→ SELECTED EXTRACT
End-to-End Accuracy measures whether Claude's final answer is correct based on the retrieved context.

Implementing the Evaluation

def evaluate_retrieval(retrieved_chunks: List[str], correct_chunks: List[str]) -> Dict[str, float]:
    retrieved_set = set(retrieved_chunks)
    correct_set = set(correct_chunks)
    
    true_positives = len(retrieved_set & correct_set)
    
    precision = true_positives / len(retrieved_set) if retrieved_set else 0
    recall = true_positives / len(correct_set) if correct_set else 0
    f1 = 2  (precision  recall) / (precision + recall) if (precision + recall) > 0 else 0
    
    # MRR: find rank of first relevant chunk
    mrr = 0
    for i, chunk in enumerate(retrieved_chunks):
        if chunk in correct_set:
            mrr = 1.0 / (i + 1)
            break
    
    return {
        "precision": precision,
        "recall": recall,
        "f1": f1,
        "mrr": mrr
    }

Level 2: Summary Indexing

One limitation of basic RAG is that individual chunks may lack context. Summary indexing addresses this by creating a summary of each document section and using it as an additional retrieval target.

def generate_summary(chunk: str, client: anthropic.Anthropic) -> str:
    response = client.messages.create(
        model="claude-3-haiku-20240307",
        max_tokens=200,
        messages=[{
            "role": "user", 
            "content": f"Summarize this text in 1-2 sentences:\n\n{chunk}"
        }]
    )
    return response.content[0].text
def build_summary_index(chunks: List[str]) -> List[str]:
    client = anthropic.Anthropic()
    summaries = [generate_summary(chunk, client) for chunk in chunks]
    # Store both original chunks and summaries in vector DB
    return chunks + summaries

Level 3: Summary Indexing + Re-Ranking

Re-ranking uses Claude to score retrieved chunks by relevance before passing them to the final answer generation step. This significantly improves MRR and end-to-end accuracy.

def rerank_with_claude(query: str, chunks: List[str], top_k: int = 3) -> List[str]:
    client = anthropic.Anthropic()
    
    scored_chunks = []
    for chunk in chunks:
        response = client.messages.create(
            model="claude-3-haiku-20240307",
            max_tokens=10,
            messages=[{
                "role": "user",
                "content": f"On a scale of 0-10, how relevant is this chunk to the query?\n\nQuery: {query}\n\nChunk: {chunk}\n\nRelevance score:"
            }]
        )
        try:
            score = float(response.content[0].text.strip())

→ WORK TASK A
Echo the RAG evaluation text word for word, starting at "summaries = [generate_summary(chunk, client)" and running down to "and end-to-end accuracy.".
→ WORK TASK B
Give what follows the last line of the RAG evaluation text.

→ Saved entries
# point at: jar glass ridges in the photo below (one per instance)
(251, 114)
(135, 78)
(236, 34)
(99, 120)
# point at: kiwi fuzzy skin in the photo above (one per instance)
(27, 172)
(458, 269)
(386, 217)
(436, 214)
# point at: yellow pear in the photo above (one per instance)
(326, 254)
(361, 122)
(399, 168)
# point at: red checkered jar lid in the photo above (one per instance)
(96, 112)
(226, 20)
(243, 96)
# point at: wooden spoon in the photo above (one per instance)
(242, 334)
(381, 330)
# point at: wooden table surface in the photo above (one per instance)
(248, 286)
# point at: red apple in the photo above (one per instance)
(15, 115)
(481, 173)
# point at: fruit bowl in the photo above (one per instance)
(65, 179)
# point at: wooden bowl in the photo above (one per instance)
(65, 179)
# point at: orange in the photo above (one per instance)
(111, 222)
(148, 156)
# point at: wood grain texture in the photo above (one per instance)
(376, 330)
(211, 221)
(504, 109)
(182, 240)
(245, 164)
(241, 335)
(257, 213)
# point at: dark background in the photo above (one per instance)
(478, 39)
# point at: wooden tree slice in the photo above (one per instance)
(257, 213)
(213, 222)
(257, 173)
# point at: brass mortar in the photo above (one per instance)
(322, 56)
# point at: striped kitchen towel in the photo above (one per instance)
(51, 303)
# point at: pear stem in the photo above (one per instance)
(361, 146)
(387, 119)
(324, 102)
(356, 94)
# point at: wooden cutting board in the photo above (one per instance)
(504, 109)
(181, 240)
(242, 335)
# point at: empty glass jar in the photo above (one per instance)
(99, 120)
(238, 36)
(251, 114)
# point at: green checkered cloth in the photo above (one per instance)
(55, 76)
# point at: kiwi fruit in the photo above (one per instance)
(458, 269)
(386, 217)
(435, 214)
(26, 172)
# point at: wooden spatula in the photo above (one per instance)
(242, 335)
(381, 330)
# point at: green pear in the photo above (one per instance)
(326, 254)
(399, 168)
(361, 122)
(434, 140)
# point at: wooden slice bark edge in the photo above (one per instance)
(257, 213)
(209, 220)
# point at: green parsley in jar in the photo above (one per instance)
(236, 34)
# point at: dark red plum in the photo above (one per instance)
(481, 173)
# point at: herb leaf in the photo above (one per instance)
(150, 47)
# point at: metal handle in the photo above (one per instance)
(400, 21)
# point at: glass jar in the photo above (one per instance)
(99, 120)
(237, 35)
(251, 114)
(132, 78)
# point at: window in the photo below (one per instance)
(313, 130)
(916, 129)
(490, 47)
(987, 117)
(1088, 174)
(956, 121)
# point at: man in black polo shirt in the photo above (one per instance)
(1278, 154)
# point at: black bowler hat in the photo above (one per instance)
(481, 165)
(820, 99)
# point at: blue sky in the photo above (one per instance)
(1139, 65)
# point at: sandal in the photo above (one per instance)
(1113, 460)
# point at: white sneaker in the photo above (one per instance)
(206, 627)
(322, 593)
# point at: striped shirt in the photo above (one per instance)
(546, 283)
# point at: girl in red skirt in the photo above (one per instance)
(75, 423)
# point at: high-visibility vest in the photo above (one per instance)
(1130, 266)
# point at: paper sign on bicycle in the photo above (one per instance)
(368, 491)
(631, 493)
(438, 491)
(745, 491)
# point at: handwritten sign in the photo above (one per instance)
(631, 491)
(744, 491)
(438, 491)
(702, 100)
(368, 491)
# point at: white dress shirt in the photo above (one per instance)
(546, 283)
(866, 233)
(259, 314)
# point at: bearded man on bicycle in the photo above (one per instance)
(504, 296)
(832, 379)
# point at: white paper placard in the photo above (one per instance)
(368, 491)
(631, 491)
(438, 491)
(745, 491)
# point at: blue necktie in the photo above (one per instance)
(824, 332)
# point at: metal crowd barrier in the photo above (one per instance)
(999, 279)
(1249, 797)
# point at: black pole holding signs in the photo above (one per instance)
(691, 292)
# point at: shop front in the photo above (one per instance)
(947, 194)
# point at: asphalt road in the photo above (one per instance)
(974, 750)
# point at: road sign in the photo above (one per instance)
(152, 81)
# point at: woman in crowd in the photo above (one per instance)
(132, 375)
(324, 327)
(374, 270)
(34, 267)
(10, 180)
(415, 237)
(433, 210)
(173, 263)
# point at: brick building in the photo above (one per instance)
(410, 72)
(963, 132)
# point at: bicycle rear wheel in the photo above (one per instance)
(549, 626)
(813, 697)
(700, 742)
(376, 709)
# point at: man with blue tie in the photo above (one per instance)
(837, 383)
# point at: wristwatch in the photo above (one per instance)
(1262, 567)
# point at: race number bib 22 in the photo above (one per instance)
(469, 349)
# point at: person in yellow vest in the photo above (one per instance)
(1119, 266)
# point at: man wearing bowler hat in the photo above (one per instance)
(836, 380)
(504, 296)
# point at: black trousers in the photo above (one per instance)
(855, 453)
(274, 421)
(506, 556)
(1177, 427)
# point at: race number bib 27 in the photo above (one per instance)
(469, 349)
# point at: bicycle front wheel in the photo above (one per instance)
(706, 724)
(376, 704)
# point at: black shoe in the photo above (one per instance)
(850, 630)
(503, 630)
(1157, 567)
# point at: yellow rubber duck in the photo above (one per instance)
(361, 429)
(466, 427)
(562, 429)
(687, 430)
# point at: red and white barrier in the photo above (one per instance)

→ RESULT A
summaries = [generate_summary(chunk, client) for chunk in chunks]
    # Store both original chunks and summaries in vector DB
    return chunks + summaries

Level 3: Summary Indexing + Re-Ranking

Re-ranking uses Claude to score retrieved chunks by relevance before passing them to the final answer generation step. This significantly improves MRR and end-to-end accuracy.

→ RESULT B
        except ValueError:
            score = 0
        scored_chunks.append((score, chunk))
    
    scored_chunks.sort(reverse=True)
    return [chunk for score, chunk in scored_chunks[:top_k]]

Results and Performance Gains

Through these targeted improvements, we achieved significant performance gains:

Metric	Basic RAG	Advanced RAG
Avg Precision	0.43	0.44
Avg Recall	0.66	0.69
Avg F1 Score	0.52	0.54
Avg MRR	0.74	0.87
End-to-End Accuracy	71%	81%

Best Practices for Production RAG

Evaluate retrieval and generation separately — This helps you pinpoint where failures occur
Use high-quality embeddings — Voyage AI and OpenAI embeddings outperform many alternatives
Implement re-ranking — Even a simple Claude-based re-ranker can boost MRR by 13+ points
Consider summary indexing — Helps with queries that span multiple chunks
Monitor rate limits — Full evaluations can hit API limits unless you're on Tier 2+

Key Takeaways

Basic RAG is just the starting point — Naive chunking and cosine similarity alone won't deliver production-quality results. Advanced techniques like summary indexing and re-ranking are essential.
Evaluate retrieval and end-to-end performance separately — This lets you identify whether failures stem from missing context or poor reasoning, enabling targeted improvements.
Re-ranking with Claude dramatically improves MRR — Our implementation boosted MRR from 0.74 to 0.87, ensuring the most relevant chunks appear first.
End-to-end accuracy can improve by 10+ percentage points — Through a combination of summary indexing and re-ranking, we increased accuracy from 71% to 81%.
Build with a production mindset — Use hosted vector databases, implement caching, and monitor rate limits from the start to avoid painful migrations later.